• **Aim of the exercise**: Restate every entry word for word.

········

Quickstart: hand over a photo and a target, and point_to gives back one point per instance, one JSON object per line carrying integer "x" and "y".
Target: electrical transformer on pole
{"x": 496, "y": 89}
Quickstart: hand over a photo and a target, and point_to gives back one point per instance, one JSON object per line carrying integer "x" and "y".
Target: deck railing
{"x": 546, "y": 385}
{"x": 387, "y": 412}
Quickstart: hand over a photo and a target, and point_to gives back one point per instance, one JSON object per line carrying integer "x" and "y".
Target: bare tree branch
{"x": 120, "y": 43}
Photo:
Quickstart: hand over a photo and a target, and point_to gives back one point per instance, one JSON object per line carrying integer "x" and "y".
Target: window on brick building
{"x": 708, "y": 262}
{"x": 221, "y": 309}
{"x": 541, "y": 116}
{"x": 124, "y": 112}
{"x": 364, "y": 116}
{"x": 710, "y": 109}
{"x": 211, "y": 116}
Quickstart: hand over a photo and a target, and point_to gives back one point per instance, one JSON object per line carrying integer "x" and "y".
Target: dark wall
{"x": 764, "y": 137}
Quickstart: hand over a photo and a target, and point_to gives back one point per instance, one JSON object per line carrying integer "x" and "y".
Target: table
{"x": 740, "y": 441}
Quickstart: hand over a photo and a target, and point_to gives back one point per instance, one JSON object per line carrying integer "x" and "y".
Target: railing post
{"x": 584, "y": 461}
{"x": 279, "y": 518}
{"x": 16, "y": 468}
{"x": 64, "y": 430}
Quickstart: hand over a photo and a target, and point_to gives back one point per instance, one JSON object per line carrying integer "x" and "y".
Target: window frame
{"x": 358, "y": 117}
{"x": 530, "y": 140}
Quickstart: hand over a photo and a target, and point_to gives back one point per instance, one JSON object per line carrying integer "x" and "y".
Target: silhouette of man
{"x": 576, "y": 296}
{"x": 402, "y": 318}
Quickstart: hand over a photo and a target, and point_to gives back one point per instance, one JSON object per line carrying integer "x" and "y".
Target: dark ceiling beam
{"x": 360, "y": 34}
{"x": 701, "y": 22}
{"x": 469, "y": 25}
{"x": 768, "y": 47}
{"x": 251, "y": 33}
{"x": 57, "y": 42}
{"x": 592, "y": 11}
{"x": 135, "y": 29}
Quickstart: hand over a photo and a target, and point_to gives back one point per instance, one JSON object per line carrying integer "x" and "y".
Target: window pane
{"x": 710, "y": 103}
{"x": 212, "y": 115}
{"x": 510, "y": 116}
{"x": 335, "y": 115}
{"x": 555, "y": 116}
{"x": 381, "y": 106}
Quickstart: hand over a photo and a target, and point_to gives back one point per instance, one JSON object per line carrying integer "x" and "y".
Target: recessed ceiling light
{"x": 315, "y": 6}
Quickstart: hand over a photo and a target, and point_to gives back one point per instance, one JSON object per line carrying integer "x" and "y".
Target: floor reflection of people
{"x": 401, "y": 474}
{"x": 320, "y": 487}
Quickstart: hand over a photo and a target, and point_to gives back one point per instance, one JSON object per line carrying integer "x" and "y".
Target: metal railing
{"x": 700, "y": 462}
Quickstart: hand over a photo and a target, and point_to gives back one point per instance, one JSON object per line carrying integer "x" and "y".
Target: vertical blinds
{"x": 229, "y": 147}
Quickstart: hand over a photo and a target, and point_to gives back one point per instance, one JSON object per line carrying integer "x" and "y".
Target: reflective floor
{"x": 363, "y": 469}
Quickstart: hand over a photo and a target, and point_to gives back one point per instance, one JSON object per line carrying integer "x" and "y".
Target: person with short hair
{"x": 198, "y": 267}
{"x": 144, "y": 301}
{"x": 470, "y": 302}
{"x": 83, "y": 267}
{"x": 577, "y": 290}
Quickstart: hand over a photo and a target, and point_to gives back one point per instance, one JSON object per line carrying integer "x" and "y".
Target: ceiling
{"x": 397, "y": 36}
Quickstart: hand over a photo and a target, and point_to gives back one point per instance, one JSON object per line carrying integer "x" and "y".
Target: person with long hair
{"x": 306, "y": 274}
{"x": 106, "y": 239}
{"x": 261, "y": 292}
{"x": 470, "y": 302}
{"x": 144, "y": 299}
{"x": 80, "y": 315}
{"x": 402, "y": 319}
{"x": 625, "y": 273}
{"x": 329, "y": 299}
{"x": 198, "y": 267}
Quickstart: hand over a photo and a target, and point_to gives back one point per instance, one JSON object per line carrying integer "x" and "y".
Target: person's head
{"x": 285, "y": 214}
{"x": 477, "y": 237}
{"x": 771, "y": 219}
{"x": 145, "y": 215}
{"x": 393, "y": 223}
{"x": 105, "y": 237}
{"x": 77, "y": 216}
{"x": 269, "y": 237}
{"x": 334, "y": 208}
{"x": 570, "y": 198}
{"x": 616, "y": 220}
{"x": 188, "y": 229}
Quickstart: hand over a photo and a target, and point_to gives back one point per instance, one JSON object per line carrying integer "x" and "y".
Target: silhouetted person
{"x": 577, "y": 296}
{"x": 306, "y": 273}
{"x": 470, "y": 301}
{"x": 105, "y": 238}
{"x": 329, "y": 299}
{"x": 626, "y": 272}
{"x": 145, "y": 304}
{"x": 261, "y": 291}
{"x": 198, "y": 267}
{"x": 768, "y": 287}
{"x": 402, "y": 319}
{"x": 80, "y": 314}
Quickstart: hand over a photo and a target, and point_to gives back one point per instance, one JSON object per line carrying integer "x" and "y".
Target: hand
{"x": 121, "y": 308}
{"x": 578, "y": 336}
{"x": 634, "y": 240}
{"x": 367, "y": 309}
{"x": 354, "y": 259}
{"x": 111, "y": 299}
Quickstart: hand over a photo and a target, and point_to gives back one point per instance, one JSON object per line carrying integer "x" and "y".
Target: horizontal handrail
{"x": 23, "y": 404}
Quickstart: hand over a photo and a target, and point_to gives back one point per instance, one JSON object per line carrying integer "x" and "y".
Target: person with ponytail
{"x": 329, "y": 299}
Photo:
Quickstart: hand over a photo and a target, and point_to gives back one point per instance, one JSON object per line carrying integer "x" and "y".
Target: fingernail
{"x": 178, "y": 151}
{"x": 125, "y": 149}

········

• **In response**:
Quickstart: hand over a photo and a target, and point_to gives back one point per instance, one JSON object per line carrying integer "x" and "y".
Target: electrical transformer on pole
{"x": 496, "y": 89}
Quickstart: hand over a photo and a target, and point_to gives back one point per instance, one JSON object per line carrying integer "x" and "y".
Target: deck railing
{"x": 546, "y": 385}
{"x": 387, "y": 412}
Quickstart: hand over a photo and a target, and point_to gives back one point per instance, one JSON object per line carrying integer "x" and "y".
Target: bare tree branch
{"x": 120, "y": 43}
Photo:
Quickstart: hand over a photo and a target, and point_to gives back one point per instance, one JSON object per line carrying integer "x" and "y".
Target: window on brick building
{"x": 708, "y": 262}
{"x": 221, "y": 309}
{"x": 541, "y": 116}
{"x": 124, "y": 112}
{"x": 364, "y": 116}
{"x": 710, "y": 109}
{"x": 211, "y": 116}
Quickstart: hand over a photo and a target, and point_to gives back one point per instance, one JSON object per line carrying integer "x" and "y".
Target: dark wall
{"x": 764, "y": 137}
Quickstart: hand over a photo and a target, and point_to gives back one point per instance, one JSON object per line carrying integer "x" and "y".
Target: table
{"x": 740, "y": 441}
Quickstart: hand over a photo and a target, and point_to gives back one point per instance, one JSON object per line carrying integer "x" and "y".
Target: railing post
{"x": 584, "y": 461}
{"x": 279, "y": 518}
{"x": 16, "y": 468}
{"x": 64, "y": 430}
Quickstart: hand over a photo and a target, and point_to gives back one point per instance, one JSON object per line carrying integer "x" and "y".
Target: window frame
{"x": 358, "y": 117}
{"x": 530, "y": 140}
Quickstart: hand over a photo and a target, and point_to gives back one point per instance, one JSON object per line carrying integer "x" and "y".
Target: silhouette of man
{"x": 576, "y": 296}
{"x": 402, "y": 318}
Quickstart: hand over a photo and a target, and point_to gives back one point per instance, one JSON object per line carrying integer "x" and "y".
Target: dark ceiling beam
{"x": 360, "y": 34}
{"x": 701, "y": 22}
{"x": 469, "y": 25}
{"x": 768, "y": 47}
{"x": 251, "y": 33}
{"x": 57, "y": 42}
{"x": 592, "y": 11}
{"x": 135, "y": 29}
Quickstart: hand over a photo and a target, and point_to gives back one point per instance, one JSON object per line carrying integer "x" and "y".
Target: window pane
{"x": 710, "y": 103}
{"x": 212, "y": 115}
{"x": 510, "y": 116}
{"x": 335, "y": 115}
{"x": 555, "y": 116}
{"x": 381, "y": 106}
Quickstart: hand over a photo and a target, and point_to gives back one point per instance, one JSON object per line carrying integer "x" and "y".
Target: recessed ceiling light
{"x": 315, "y": 6}
Quickstart: hand over a photo and a target, and point_to gives back one point per instance, one JSON object per line carrying integer "x" and "y".
Target: floor reflection of people
{"x": 401, "y": 474}
{"x": 320, "y": 487}
Quickstart: hand over a photo and a target, and point_to gives back one point per instance, one JSON object per line carrying integer "x" and "y".
Target: metal railing
{"x": 700, "y": 462}
Quickstart: hand over a photo and a target, and point_to gives back one point per instance, one JSON object per line carrying integer "x" and "y".
Target: vertical blinds
{"x": 229, "y": 147}
Quickstart: hand over a photo and a target, and point_to gives back one point per instance, one JSON object per line carrying integer "x" and "y".
Target: reflective floor
{"x": 363, "y": 469}
Quickstart: hand over a photo and a target, and point_to gives back one point per instance, one JSON object per line carrying integer "x" and "y".
Target: person with short hair
{"x": 198, "y": 267}
{"x": 144, "y": 301}
{"x": 470, "y": 302}
{"x": 83, "y": 267}
{"x": 577, "y": 290}
Quickstart: hand over a photo and a target, and point_to gives back one point per instance, one JSON object per line carrying integer "x" and "y".
Target: ceiling
{"x": 397, "y": 36}
Quickstart: hand over a photo and a target, and point_to gives back one point per instance, one JSON object per line carrying integer "x" and "y".
Target: person with long hair
{"x": 306, "y": 274}
{"x": 106, "y": 239}
{"x": 261, "y": 292}
{"x": 470, "y": 302}
{"x": 144, "y": 299}
{"x": 80, "y": 315}
{"x": 402, "y": 319}
{"x": 625, "y": 273}
{"x": 329, "y": 299}
{"x": 198, "y": 267}
Quickstart: hand over a photo and a target, and point_to gives back one point per instance, one JSON object per line carrying integer "x" and "y".
Target: person's head
{"x": 285, "y": 214}
{"x": 477, "y": 237}
{"x": 771, "y": 219}
{"x": 145, "y": 215}
{"x": 393, "y": 223}
{"x": 105, "y": 237}
{"x": 77, "y": 216}
{"x": 269, "y": 237}
{"x": 334, "y": 208}
{"x": 570, "y": 198}
{"x": 616, "y": 220}
{"x": 188, "y": 229}
Quickstart: hand over a photo and a target, and point_to gives back one point per instance, one JSON object per line carrying integer "x" and "y".
Target: silhouetted person
{"x": 577, "y": 296}
{"x": 306, "y": 273}
{"x": 470, "y": 301}
{"x": 105, "y": 238}
{"x": 329, "y": 299}
{"x": 626, "y": 272}
{"x": 145, "y": 304}
{"x": 261, "y": 291}
{"x": 198, "y": 267}
{"x": 768, "y": 287}
{"x": 402, "y": 319}
{"x": 80, "y": 314}
Quickstart: hand over a photo and a target, and point_to gives back one point per instance, one JSON object per line carrying integer "x" and "y".
Target: hand
{"x": 121, "y": 308}
{"x": 578, "y": 336}
{"x": 634, "y": 240}
{"x": 367, "y": 309}
{"x": 354, "y": 259}
{"x": 111, "y": 299}
Quickstart: hand over a photo and a target, and point_to gives back one point per instance, one JSON object per line carrying integer "x" and "y".
Target: horizontal handrail
{"x": 23, "y": 404}
Quickstart: hand over a photo and a target, and point_to gives back one point per instance, one JSON object per line carrying integer "x" and "y".
Target: person with ponytail
{"x": 329, "y": 299}
Photo:
Quickstart: hand over a photo and a target, and point_to gives back one point per instance, one JSON object per line carrying integer "x" and "y".
Target: fingernail
{"x": 178, "y": 151}
{"x": 125, "y": 149}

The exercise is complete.